─── Document passage ───

Arlene Hale appears to have specialized in romance novels and their sub-genre of nurse romances.
"Lessons From Holley" by C.W. Anderson from High Courage (1941)
The black groom Holley tells Patsy endless stories of horses, and the two prepare the horse Bobcat for timber racing.
Clarence William Anderson (1891-1971) wrote and illustrated many classic American horse books, including Billy And Blaze, Afraid To Ride, and The Blind Connemara.
"Riding Song" by Anonymous from Songs Of The Cattle Trail (1919) Poem
Take the life of cities -
Here's the life for me.
'Twere a thousand pities
Not to gallop free.
"Black Gold" by Marguerite Henry from Black Gold (1957)
Al Hoots gets himself barred from racing when he refuses to turn over his mare after a claiming race.
Marguerite Henry (1902-1997) wrote several classic 20th century horse books, but her most famous was Misty of Chincoteague, a Newberry winner for 1947 and one of the few older horse books still in print..
"The Good Luck Colt" by Genevieve Torrey Eames from The Good Luck Colt (1953)
Martin's beloved harness colt, Good Luck, is stolen by thieves.
Eames wrote several horse books, including A Horse To Remember, Pat Rides The Trail, Ghost Town Cowboy, and Flying Roundup.
"Ancestors and Modern Relatives in the Family of Horses" by Irene Smith
A very brief look a tthe history of the horse.
"Justin Morgan, Vermont Horse Hero" by Harland Manchester (1954) originally appeared in the January 1955 issue of American Mercury.
There are in America some twenty breeds of horses, but in the Green Mountain country only two breeds are recognized: Morgan and "other horses."
"The Runaway" by Robert Frost (1951) Poem
Once when the snow of the year was beginning to fall/We stopped by a mountain pasture to say "Whose colt?"/A little Morgan had one forefoot on the wall,/The other curled at his breast. He dipped his head/And snorted at us. And then he had to bolt.
Robert Frost (1874-1963) is simply too well known to bother summarizing. I did come across an interesting essay about the horse in American poetry from literary magazine The New Criterion.
"The Arabian" by Robert Sidney Downs from Canyon Fury (1952
A very brief scene in which Jeff rides his mare, Mecca, around his uncle's ranch and muses on the heritage of the Arabian horses they raise. The author's true name was Robert Sidney Bowen,
Robert Sidney Downs was one of several pseudonyms of author Robert Sidney Bowen. He was most famous for his WWII-set teen adventure series starring Dave Dawson and Red Randall, and a host of sports-themed books for boys. Under the name James Robert Richard, he published several horsey titles in the 1950's: Phantom Mustang, The Purple Palomino, The Appaloosa Curse, Snow King, Lippizan Horse, Double M For Morgans, and Joker, The Polo Pony.

─── Items ───

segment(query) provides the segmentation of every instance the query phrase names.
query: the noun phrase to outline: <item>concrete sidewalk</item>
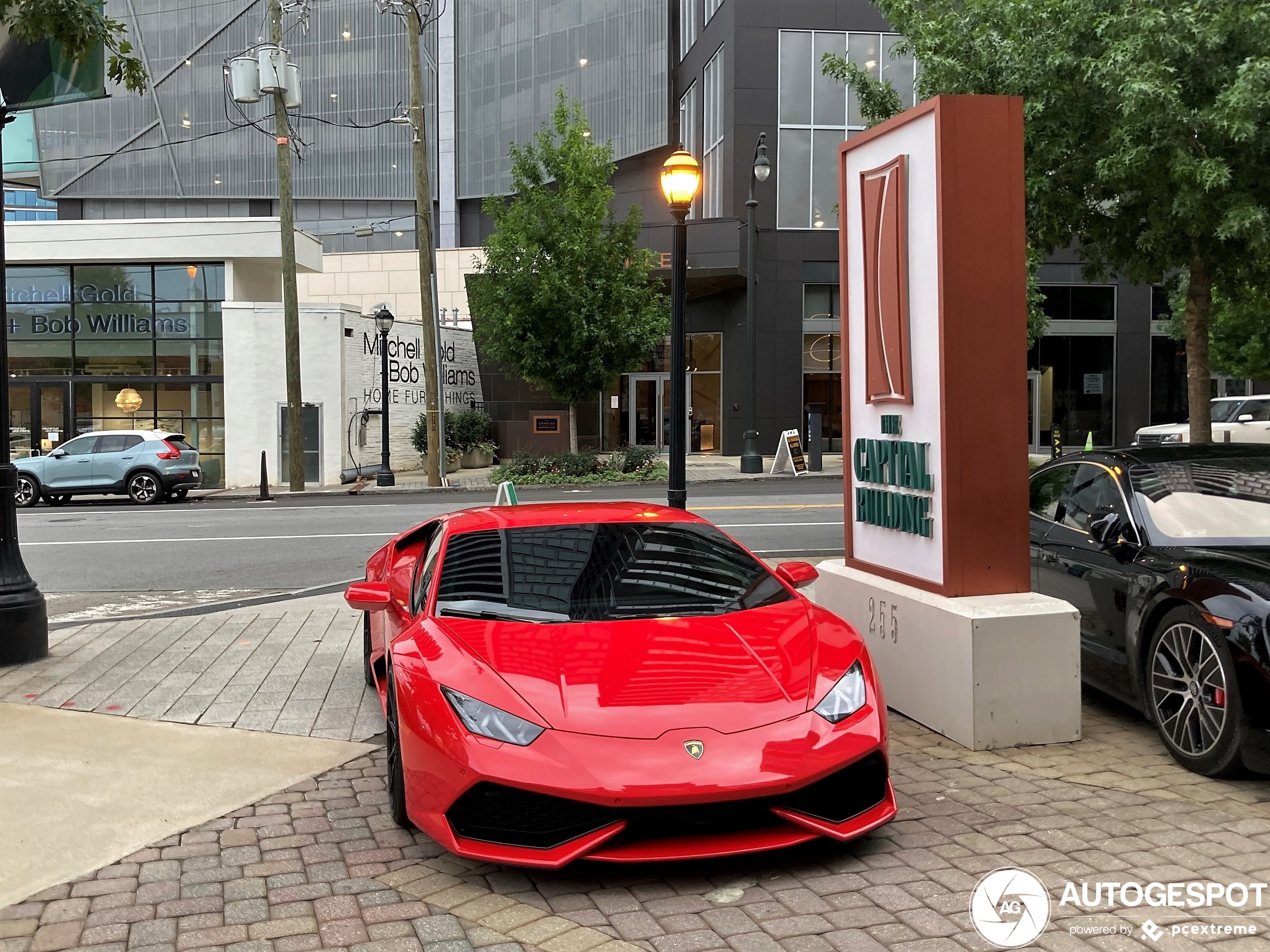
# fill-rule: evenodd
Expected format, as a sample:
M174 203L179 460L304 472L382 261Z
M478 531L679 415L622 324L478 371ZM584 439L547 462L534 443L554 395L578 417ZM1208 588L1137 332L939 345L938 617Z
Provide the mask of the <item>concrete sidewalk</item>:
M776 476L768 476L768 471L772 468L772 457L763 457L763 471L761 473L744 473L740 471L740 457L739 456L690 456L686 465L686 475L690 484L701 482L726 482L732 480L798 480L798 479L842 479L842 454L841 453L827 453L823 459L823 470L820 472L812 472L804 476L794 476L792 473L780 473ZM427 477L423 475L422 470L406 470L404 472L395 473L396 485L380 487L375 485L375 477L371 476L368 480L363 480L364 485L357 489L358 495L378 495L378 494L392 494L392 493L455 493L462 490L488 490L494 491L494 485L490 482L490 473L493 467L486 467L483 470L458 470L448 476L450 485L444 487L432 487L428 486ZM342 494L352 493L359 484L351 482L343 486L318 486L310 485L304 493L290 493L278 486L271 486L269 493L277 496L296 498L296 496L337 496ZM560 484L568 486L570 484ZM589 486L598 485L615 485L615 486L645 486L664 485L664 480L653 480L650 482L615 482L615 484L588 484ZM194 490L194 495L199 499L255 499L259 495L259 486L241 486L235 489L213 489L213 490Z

───
─── Items ───

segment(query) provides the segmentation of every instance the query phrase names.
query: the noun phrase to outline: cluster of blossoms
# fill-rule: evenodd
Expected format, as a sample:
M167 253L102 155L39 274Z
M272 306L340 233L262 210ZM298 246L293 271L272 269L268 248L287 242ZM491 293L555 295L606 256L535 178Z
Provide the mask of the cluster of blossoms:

───
─── Items ───

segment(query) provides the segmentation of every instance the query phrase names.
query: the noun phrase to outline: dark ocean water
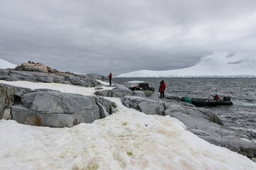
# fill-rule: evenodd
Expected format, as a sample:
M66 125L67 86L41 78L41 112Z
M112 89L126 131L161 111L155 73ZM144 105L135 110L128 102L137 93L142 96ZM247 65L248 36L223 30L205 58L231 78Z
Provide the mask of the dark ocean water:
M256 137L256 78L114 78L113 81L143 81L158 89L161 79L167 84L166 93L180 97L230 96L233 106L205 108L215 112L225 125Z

───

▶ [Stated problem A]: According to the horse story listing, what was Marguerite Henry's most famous book?
▶ [Stated problem B]: Reproduce the horse story listing word for word, from "Clarence William Anderson" up to and including "Luck Colt (1953)".
▶ [Stated problem C]: Which horse titles did Robert Sidney Bowen publish under the name James Robert Richard, according to the horse story listing?

▶ [Correct answer A]: Misty of Chincoteague

▶ [Correct answer B]:
Clarence William Anderson (1891-1971) wrote and illustrated many classic American horse books, including Billy And Blaze, Afraid To Ride, and The Blind Connemara.
"Riding Song" by Anonymous from Songs Of The Cattle Trail (1919) Poem
Take the life of cities -
Here's the life for me.
'Twere a thousand pities
Not to gallop free.
"Black Gold" by Marguerite Henry from Black Gold (1957)
Al Hoots gets himself barred from racing when he refuses to turn over his mare after a claiming race.
Marguerite Henry (1902-1997) wrote several classic 20th century horse books, but her most famous was Misty of Chincoteague, a Newberry winner for 1947 and one of the few older horse books still in print..
"The Good Luck Colt" by Genevieve Torrey Eames from The Good Luck Colt (1953)

▶ [Correct answer C]: Phantom Mustang, The Purple Palomino, The Appaloosa Curse, Snow King, Lippizan Horse, Double M For Morgans, and Joker, The Polo Pony